------ Verilen Metin

Zikir, anmak ve hatırlamak manasına gelir. Dinde ise Yüce Allah'ın kutsal isimlerini tekrarlamaktır. Vacip olan dini bir görevdir. Sadece Allah'ın yüce isim ve sıfatlarını söz olarak tekrarlamak bile gönüllere huzur, kalplere sürur verir.
O'nun algı dünyamıza hitap eden eserlerini, bize bağışladığı nimetleri dikkate alarak tefekkür etmek ise başka bir ibadettir. Zaten zikirden murat edilen de budur. Allah'ı zikretmek türlü türlüdür. İlki büyüklüğünü düşünmekle olur. Ki, bundan yüceltme ve tazim meydana gelir. İkincisi de Allah'ın sonsuz kudretini düşünmekle olur.
İnsanoğlunun kalbi korku ve hüzün dolar.
Bir de lütfettiği nimetleri anmakla olur ki bundan şükür ve hamd meydana gelir.
Veya olağanüstü nitelikteki eserlerini düşünmekle olur. Bundan da gafletten uyanma ve ibret alma gibi yararlar elde edilir. Zikrin karşıtı, Nisyan'dır (unutma).
Kulun gönlünü, Yüce Allah'ın mübarek isimlerinden uzak tutmaktır. Bu çok acınacak, utanç verici halden kurtulmak aslında çok da kolaydır. Bir kelime-i tevhit söyleyin... O da olmadı tek bir kez yürekten Allah deyin. Tüm ruhunuzu resetleyin. Ayet-i kerimede şöyle buyrulmuştur:
"Ey iman edenler! (Savaş için) bir toplulukla karşılaştığınız zaman sebat edin ve Allah'ı çok anın ki kurtuluşa eresiniz." (Enfal-45) Peygamberimiz ise şöyle der:
"Zikrin en faziletlisi 'La ilahe illallah' ve duanın en faziletlisi de 'Elhamdülillah'dır." (İbn Mace, Nesai)
PIRLANTANIN DEĞERİNİ KİM BİLİR!
Zengin bir kuyumcu, yıllarca yanında yetiştirdiği çalışanını imtihan etmek istedi. Eline iri bir pırlanta verdi. "Oğlum" dedi ve ekledi: "Bunu al, önüne gelen esnafa göster, kaç para verdiklerini sor, en sonra da başka bir kuyumcuya göster. Hiç kimseye satmadan sadece fiyatlarını ve ne dediklerini öğren, gel bana bildir." Tezgahtar elinde pırlantayla bakkala girdi ve "Şunu alır mısınız?" diye sordu.
Bakkal parlak boncuğa benzettiği mücevheri aldı. Elinde evirip çevirdi.
Sonra "Buna bir tek lira veririm. Bizim çocuk oynasın" dedi.
Tezgahtar teşekkür edip çıktı. Bir manifaturacıya girdi. O da parlak bir taşa benzettiği mücevhere ancak beş lira vermeye razı oldu.
Üçüncüsü bir semerciydi. "Buna ne verirsiniz?" diye sordu. "Bu benim semerlere iyi süs olur. Bundan 'kaş' dediğimiz süslerden yaparım. 10 lira veririm" cevabını aldı.

------------

Yapılacak İşler:
1. Metinde zikrin karşıtı olarak ne gösterilmektedir?
2. Metinde "Kulun gönlünü, Yüce" sözcüklerinden başlayıp "(İbn Mace, Nesai)" sözcüklerine kadar olan bölümü, bu sözcükler de dahil, olduğu gibi kopyalayın.
Yanıtlarınızda yalnızca metne dayanın.

------ Gösterilen Öğeler

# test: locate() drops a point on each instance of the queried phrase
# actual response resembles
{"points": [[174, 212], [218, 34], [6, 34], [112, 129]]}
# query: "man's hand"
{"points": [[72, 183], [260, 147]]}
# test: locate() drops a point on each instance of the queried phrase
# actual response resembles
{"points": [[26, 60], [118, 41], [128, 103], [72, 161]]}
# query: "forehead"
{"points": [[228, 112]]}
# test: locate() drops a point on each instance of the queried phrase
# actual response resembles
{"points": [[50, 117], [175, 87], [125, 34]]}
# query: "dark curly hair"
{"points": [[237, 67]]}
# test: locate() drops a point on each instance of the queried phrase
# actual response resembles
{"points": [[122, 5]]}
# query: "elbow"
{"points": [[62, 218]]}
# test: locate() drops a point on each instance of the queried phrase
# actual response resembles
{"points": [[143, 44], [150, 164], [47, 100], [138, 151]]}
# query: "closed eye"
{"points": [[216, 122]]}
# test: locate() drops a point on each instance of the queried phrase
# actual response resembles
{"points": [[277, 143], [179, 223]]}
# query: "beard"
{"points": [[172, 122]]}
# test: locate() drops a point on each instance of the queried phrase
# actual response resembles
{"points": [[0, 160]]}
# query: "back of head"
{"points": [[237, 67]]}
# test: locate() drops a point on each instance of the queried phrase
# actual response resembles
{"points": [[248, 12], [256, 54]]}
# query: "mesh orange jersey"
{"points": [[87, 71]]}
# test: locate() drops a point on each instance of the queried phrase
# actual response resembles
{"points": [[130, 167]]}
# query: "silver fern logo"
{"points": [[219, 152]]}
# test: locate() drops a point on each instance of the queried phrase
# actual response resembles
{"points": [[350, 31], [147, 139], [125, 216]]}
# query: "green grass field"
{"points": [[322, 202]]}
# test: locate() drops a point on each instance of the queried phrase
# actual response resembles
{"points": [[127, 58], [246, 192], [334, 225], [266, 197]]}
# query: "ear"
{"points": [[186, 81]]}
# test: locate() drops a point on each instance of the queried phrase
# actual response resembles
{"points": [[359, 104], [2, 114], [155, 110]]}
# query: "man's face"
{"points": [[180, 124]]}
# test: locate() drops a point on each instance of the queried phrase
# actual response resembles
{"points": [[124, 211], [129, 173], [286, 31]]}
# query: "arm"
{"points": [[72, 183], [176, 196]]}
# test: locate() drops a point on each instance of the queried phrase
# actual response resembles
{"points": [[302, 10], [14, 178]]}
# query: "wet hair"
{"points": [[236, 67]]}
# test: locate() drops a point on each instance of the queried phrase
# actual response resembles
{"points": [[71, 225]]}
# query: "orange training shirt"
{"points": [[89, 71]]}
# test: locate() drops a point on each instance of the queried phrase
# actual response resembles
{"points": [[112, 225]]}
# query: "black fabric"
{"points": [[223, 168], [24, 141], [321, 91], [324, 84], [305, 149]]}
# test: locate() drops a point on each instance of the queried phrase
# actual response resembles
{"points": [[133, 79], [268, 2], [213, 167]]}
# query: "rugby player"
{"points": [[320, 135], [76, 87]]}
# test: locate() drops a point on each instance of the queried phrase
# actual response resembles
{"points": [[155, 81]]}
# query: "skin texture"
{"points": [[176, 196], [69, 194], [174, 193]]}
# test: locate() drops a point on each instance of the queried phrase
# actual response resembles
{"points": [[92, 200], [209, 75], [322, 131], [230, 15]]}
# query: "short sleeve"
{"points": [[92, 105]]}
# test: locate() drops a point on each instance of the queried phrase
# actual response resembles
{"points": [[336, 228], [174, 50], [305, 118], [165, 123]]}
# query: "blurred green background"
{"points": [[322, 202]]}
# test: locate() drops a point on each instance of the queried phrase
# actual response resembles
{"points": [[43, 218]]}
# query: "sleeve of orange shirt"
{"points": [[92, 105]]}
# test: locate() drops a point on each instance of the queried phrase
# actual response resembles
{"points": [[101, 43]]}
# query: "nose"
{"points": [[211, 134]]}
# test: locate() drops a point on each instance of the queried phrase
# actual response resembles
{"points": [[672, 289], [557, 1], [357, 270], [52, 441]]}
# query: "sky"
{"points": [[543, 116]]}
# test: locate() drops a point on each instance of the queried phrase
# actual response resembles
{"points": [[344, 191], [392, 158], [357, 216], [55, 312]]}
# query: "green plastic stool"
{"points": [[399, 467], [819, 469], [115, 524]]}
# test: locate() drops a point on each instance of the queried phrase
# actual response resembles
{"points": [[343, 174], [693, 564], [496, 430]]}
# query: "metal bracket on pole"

------------

Görevlere Göre Çözümler:
1. Nisyan, yani unutma.

2.
Kulun gönlünü, Yüce Allah'ın mübarek isimlerinden uzak tutmaktır. Bu çok acınacak, utanç verici halden kurtulmak aslında çok da kolaydır. Bir kelime-i tevhit söyleyin... O da olmadı tek bir kez yürekten Allah deyin. Tüm ruhunuzu resetleyin. Ayet-i kerimede şöyle buyrulmuştur:
"Ey iman edenler! (Savaş için) bir toplulukla karşılaştığınız zaman sebat edin ve Allah'ı çok anın ki kurtuluşa eresiniz." (Enfal-45) Peygamberimiz ise şöyle der:
"Zikrin en faziletlisi 'La ilahe illallah' ve duanın en faziletlisi de 'Elhamdülillah'dır." (İbn Mace, Nesai)